**GOAL**
Present as a Markdown table the part of the records that opens with the line containing "Where can you see the palm frond" and closes with the line containing "column 536, row 105", both lines included. Use a Number column for the row number and a Line column for the line itself, and omit any blank lines.

====== EXERCISE DATA ======

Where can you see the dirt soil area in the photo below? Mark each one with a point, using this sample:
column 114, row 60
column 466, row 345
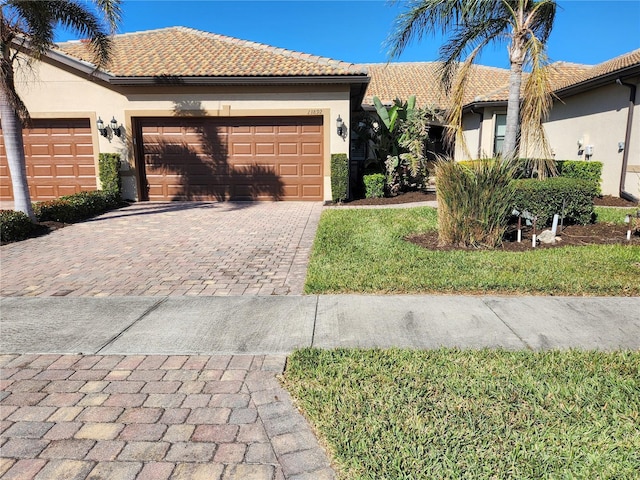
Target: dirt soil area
column 575, row 235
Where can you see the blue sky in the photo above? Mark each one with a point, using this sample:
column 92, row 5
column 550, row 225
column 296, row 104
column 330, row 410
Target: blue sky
column 585, row 31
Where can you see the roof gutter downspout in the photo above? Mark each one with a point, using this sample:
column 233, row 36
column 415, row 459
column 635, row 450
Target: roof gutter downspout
column 627, row 139
column 481, row 115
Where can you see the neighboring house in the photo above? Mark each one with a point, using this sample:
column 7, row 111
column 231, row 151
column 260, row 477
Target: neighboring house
column 196, row 116
column 592, row 116
column 199, row 116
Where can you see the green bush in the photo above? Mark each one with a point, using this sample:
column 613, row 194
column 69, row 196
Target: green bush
column 544, row 198
column 109, row 165
column 76, row 207
column 14, row 226
column 474, row 202
column 590, row 171
column 339, row 176
column 374, row 185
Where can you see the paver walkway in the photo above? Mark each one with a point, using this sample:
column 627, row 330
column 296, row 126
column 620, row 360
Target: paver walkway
column 152, row 417
column 160, row 249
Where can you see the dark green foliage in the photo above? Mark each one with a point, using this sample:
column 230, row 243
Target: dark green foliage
column 339, row 176
column 77, row 207
column 474, row 202
column 14, row 226
column 544, row 198
column 591, row 171
column 109, row 164
column 374, row 185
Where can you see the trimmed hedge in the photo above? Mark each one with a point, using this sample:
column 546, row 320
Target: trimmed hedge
column 15, row 226
column 108, row 166
column 77, row 207
column 544, row 198
column 339, row 176
column 374, row 185
column 590, row 171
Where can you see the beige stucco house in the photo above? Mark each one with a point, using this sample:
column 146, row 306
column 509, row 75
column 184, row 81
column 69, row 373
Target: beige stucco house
column 595, row 114
column 195, row 116
column 199, row 116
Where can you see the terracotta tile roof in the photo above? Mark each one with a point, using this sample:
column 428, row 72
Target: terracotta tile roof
column 180, row 51
column 575, row 74
column 486, row 84
column 400, row 80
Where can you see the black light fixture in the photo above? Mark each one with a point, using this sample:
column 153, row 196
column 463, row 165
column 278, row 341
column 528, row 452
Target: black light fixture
column 101, row 128
column 114, row 127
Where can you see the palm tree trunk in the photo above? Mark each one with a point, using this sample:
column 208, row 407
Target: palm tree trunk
column 510, row 145
column 14, row 148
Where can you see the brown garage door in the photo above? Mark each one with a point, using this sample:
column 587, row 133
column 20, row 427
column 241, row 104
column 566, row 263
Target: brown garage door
column 257, row 158
column 59, row 158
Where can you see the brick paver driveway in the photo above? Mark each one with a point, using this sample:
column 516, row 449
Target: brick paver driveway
column 243, row 248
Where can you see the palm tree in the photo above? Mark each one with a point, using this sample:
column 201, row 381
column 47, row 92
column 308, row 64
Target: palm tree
column 27, row 30
column 470, row 25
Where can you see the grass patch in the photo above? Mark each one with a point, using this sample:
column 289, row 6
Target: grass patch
column 363, row 251
column 405, row 414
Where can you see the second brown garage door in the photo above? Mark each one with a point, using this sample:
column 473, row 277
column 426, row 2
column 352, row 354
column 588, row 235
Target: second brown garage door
column 59, row 158
column 253, row 158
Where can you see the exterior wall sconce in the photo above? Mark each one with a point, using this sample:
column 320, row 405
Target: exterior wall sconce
column 101, row 128
column 114, row 127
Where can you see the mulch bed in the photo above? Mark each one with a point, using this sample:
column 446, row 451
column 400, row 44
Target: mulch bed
column 574, row 235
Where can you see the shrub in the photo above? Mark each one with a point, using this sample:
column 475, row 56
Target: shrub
column 474, row 202
column 374, row 185
column 109, row 165
column 339, row 176
column 590, row 171
column 15, row 226
column 544, row 198
column 76, row 207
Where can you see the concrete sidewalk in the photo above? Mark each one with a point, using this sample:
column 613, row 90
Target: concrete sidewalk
column 278, row 325
column 185, row 387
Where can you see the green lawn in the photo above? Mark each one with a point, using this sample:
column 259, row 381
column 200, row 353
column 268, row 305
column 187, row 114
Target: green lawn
column 363, row 251
column 451, row 414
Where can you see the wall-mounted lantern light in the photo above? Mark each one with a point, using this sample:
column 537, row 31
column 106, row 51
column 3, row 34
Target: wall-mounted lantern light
column 101, row 128
column 114, row 127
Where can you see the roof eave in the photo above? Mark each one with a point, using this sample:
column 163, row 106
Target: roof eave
column 239, row 80
column 79, row 65
column 623, row 73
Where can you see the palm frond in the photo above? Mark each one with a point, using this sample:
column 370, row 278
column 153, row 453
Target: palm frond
column 453, row 132
column 536, row 105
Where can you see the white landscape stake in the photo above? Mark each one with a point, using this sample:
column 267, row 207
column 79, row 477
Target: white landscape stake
column 554, row 227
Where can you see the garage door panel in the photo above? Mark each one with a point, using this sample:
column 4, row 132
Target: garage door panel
column 241, row 149
column 265, row 149
column 59, row 159
column 313, row 149
column 235, row 158
column 311, row 191
column 287, row 148
column 311, row 170
column 289, row 170
column 311, row 129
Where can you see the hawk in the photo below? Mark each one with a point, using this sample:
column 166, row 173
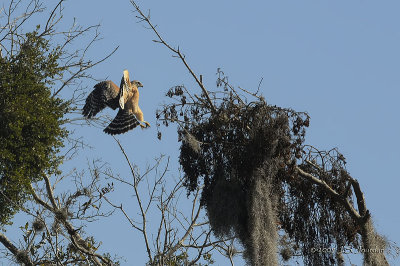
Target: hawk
column 125, row 98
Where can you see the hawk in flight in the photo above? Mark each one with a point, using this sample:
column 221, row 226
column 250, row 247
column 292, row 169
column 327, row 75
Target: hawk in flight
column 125, row 98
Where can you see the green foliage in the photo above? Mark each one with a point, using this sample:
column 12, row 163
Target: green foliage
column 31, row 131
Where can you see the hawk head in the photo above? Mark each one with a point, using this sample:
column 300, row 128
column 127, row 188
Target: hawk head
column 136, row 83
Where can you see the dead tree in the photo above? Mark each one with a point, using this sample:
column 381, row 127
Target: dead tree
column 258, row 176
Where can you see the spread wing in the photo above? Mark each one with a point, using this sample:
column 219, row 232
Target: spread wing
column 124, row 121
column 105, row 93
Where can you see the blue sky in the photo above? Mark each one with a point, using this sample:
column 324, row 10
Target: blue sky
column 337, row 60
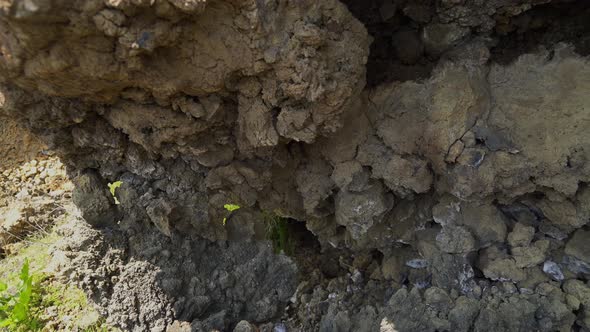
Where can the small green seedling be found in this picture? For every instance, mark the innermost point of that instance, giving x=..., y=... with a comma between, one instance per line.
x=230, y=208
x=112, y=187
x=277, y=231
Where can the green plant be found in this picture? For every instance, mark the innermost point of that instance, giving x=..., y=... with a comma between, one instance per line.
x=277, y=231
x=230, y=208
x=113, y=187
x=15, y=308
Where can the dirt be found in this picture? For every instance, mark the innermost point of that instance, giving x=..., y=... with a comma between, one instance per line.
x=18, y=145
x=430, y=158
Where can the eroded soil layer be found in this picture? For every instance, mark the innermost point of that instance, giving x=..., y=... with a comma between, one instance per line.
x=436, y=151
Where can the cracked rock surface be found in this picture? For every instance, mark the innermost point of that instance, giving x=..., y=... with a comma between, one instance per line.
x=436, y=151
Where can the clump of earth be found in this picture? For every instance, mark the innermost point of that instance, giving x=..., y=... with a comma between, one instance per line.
x=389, y=165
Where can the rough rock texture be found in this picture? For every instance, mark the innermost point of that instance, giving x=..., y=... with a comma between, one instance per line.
x=152, y=283
x=17, y=145
x=458, y=176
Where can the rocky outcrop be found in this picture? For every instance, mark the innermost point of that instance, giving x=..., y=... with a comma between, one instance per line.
x=456, y=169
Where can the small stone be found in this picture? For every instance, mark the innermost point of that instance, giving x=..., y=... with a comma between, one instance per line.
x=521, y=235
x=438, y=37
x=280, y=327
x=244, y=326
x=579, y=245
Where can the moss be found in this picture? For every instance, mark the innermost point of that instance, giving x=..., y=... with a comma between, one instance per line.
x=277, y=231
x=58, y=306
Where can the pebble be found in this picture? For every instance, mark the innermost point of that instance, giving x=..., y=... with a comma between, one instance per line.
x=553, y=270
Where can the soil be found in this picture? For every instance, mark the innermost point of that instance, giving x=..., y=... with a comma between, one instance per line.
x=426, y=160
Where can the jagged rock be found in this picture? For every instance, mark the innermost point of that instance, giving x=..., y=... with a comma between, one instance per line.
x=92, y=197
x=521, y=235
x=579, y=246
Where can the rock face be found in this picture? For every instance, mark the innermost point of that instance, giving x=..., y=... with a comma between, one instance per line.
x=18, y=145
x=463, y=162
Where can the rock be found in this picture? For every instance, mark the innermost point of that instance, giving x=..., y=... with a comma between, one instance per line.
x=530, y=256
x=358, y=211
x=244, y=326
x=579, y=290
x=521, y=235
x=553, y=270
x=438, y=37
x=408, y=46
x=438, y=299
x=579, y=246
x=94, y=200
x=463, y=313
x=504, y=270
x=455, y=240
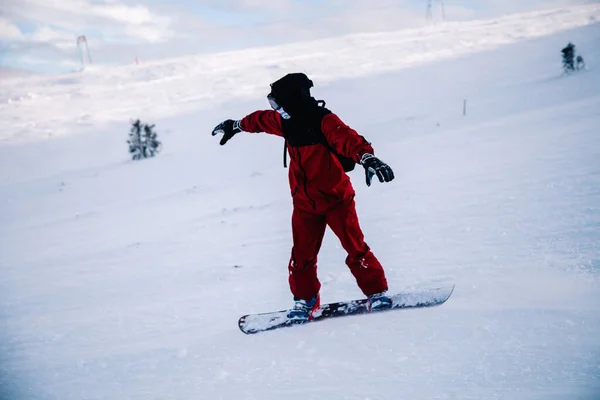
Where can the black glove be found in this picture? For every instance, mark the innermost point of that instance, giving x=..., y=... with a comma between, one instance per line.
x=374, y=166
x=228, y=129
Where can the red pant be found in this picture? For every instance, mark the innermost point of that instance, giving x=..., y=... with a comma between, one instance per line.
x=308, y=230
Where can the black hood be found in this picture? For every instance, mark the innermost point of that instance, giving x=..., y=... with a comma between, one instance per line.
x=292, y=92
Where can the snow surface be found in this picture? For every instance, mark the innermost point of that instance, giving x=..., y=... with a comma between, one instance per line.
x=125, y=280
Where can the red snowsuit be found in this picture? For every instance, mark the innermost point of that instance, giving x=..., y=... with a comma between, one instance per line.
x=323, y=195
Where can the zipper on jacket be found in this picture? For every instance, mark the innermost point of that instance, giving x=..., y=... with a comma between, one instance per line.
x=305, y=179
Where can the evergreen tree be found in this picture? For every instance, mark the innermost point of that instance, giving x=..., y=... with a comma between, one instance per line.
x=151, y=144
x=143, y=141
x=569, y=58
x=580, y=63
x=136, y=146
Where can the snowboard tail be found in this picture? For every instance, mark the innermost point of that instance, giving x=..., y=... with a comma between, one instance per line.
x=255, y=323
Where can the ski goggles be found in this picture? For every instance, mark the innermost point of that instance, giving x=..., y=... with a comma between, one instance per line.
x=275, y=106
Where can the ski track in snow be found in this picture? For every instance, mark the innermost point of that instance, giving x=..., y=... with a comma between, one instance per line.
x=125, y=280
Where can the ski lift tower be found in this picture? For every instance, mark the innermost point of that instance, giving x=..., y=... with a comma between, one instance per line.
x=84, y=51
x=430, y=6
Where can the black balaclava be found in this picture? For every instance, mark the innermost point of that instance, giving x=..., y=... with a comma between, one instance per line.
x=292, y=93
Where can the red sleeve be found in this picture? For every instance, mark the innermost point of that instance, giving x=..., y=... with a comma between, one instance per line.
x=268, y=121
x=344, y=140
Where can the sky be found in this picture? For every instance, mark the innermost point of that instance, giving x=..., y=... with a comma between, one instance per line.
x=41, y=35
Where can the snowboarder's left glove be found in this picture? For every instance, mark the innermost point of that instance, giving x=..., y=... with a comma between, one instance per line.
x=374, y=166
x=228, y=128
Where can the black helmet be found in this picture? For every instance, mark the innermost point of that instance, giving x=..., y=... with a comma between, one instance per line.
x=292, y=93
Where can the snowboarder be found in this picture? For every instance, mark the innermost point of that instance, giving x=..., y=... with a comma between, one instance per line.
x=321, y=148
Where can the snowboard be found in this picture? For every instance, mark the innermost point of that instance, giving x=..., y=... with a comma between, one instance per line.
x=255, y=323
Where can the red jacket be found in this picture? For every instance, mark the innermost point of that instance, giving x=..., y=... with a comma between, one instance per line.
x=317, y=179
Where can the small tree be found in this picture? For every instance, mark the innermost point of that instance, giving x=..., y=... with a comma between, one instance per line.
x=569, y=58
x=580, y=63
x=136, y=146
x=152, y=145
x=143, y=141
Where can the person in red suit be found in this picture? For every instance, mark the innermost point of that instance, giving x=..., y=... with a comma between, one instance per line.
x=321, y=148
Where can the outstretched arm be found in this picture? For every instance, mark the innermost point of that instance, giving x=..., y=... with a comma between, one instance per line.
x=258, y=121
x=347, y=142
x=267, y=121
x=344, y=140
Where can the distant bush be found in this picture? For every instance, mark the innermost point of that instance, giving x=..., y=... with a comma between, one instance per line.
x=143, y=141
x=570, y=62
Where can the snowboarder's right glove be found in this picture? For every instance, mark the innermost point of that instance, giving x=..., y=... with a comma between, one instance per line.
x=228, y=128
x=374, y=166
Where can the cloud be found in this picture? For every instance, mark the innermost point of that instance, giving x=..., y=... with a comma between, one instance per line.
x=120, y=30
x=9, y=30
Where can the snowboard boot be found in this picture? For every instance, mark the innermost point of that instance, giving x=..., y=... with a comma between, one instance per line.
x=379, y=302
x=303, y=310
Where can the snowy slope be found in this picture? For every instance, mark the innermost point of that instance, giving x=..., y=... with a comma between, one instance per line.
x=125, y=280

======

**THE REPLY**
| Number | Line |
|---|---|
| 1 | Where can you see the palm frond in the photo above? Mark each one with a point, using this sample: |
| 2 | column 370, row 278 |
| 3 | column 153, row 453 |
| 4 | Target: palm frond |
| 5 | column 453, row 132 |
| 6 | column 536, row 105 |